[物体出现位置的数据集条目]
# # #

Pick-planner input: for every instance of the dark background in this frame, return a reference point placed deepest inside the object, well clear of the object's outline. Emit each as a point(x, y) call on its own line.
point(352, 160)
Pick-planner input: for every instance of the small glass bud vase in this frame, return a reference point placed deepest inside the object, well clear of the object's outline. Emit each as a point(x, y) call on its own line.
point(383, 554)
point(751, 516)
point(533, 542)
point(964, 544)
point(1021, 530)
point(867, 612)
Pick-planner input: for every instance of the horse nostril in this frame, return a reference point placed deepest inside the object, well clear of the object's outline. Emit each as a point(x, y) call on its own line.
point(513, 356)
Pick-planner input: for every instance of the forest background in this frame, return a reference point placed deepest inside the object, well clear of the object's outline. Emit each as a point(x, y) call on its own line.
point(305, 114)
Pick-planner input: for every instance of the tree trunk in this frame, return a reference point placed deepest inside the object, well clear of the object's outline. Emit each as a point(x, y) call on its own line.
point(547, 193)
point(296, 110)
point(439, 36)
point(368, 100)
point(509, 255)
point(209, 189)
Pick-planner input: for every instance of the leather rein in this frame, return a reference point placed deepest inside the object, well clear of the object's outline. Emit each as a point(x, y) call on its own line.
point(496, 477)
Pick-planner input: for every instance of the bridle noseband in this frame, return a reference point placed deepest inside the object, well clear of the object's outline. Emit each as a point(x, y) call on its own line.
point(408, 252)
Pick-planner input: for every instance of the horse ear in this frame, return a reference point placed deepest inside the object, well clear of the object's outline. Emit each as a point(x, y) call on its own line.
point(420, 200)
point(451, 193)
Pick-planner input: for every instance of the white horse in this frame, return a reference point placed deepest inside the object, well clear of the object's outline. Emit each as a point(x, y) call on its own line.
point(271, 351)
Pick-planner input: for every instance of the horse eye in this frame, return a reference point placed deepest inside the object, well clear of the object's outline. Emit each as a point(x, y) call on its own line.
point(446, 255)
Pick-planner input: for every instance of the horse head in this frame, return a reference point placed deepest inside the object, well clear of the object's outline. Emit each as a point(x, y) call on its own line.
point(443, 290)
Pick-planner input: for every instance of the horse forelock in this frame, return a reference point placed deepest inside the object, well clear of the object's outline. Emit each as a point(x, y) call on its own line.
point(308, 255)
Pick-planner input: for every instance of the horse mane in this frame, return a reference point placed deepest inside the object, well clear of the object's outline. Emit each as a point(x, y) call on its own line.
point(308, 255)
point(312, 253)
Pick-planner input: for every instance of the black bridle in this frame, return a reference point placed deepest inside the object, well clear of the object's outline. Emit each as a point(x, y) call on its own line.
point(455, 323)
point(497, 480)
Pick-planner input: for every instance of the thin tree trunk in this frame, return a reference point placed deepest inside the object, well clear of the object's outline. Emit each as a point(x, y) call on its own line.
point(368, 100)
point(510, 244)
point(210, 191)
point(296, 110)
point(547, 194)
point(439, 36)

# # #

(待解决问题):
把上面的列表输出为两列 CSV，列名为“文本”和“答案”：每段以“Pick-planner input:”开头的文字占一行并填入“文本”列，紧随其后的全部坐标填入同一行的“答案”列。每个字段都加引号，字段内的换行一律改为空格。

(问题解答):
文本,答案
"Pick-planner input: for every instance of the dark background in this frame, return a reference point placed deepest inside the object, well clear of the object's outline. Emit each as a point(x, y) call on its own line.","point(352, 160)"
"Pick-planner input: for every instance of the small glass bud vase in this frame, return a reference point placed deepest inside the object, well clear of the object's outline. Emit each as a point(x, y) call on its own line.","point(383, 554) point(751, 516) point(533, 542) point(964, 544) point(1021, 530) point(867, 612)"
"Pick-planner input: for every instance of the horse nostril in this frame, return a reference point placed deepest inside the object, well clear of the object's outline. Emit each as a point(x, y) call on its own line.","point(513, 356)"
"Pick-planner input: for every instance of the forest background in this frame, return a reference point placed deepest inside the object, well clear of the object's outline. Emit each as a point(x, y) call on its own line.","point(305, 114)"
"Pick-planner input: for every instance of the tree trunk in this frame, return a reference point placed deepest inside the object, well clear of the object's outline. Emit each as a point(x, y) call on its own line.","point(547, 193) point(296, 110) point(439, 36) point(368, 100) point(509, 255) point(209, 189)"
"Pick-planner input: for every instance of the leather rein in this frame, return a reference point placed deepest inside the object, well clear of the object's outline. Emit each as a point(x, y) call on its own line.","point(496, 477)"
"Pick-planner input: for every instance of the bridle noseband in this frame, return a reference point placed deepest inside the object, well clear of the object's outline. Emit each as a point(x, y) call on its own line.","point(408, 252)"
"Pick-planner input: for every instance of the horse ear in this frame, return a reference point placed deepest inside the object, well clear of the object's outline. Emit each as a point(x, y) call on its own line.","point(420, 200) point(451, 193)"
"Pick-planner input: for every instance of the white horse in this frame, return a reference point placed deepest inside the object, well clear of the object's outline. Emit each as a point(x, y) call on its own line.","point(271, 351)"
"Pick-planner input: for every instance of the horse eye in this frame, return a reference point placed deepest inside the object, well clear of the object's outline. Emit each as a point(x, y) call on its own line.","point(446, 255)"
"Pick-planner input: for every instance of the horse head in this frame, return a reference point placed deepest inside the object, well clear of the object's outline. Emit each as a point(x, y) call on its own line.","point(443, 290)"
"Pick-planner input: for every instance of the horse forelock in this frame, return a reference point placed deepest inside the object, well clear of the object's outline. Emit each as a point(x, y) call on its own line.","point(308, 255)"
"Pick-planner input: for every instance of the horse mane in this frame, return a reference point placed deepest inside the object, well clear of the object's outline. Emit each as a point(x, y) call on its own line.","point(308, 255) point(312, 253)"
"Pick-planner input: for every instance of the black bridle in this frame, return a reference point placed deepest inside the object, well clear of the object's outline. Emit each as a point(x, y) call on its own line.","point(455, 323) point(497, 480)"
"Pick-planner input: for every instance of the thin tree trunk in this frame, return a reference point placed deepest inside the object, well clear of the object's outline. Emit each as a point(x, y) call on its own line.","point(368, 100) point(510, 244) point(210, 191) point(296, 110) point(547, 194) point(439, 36)"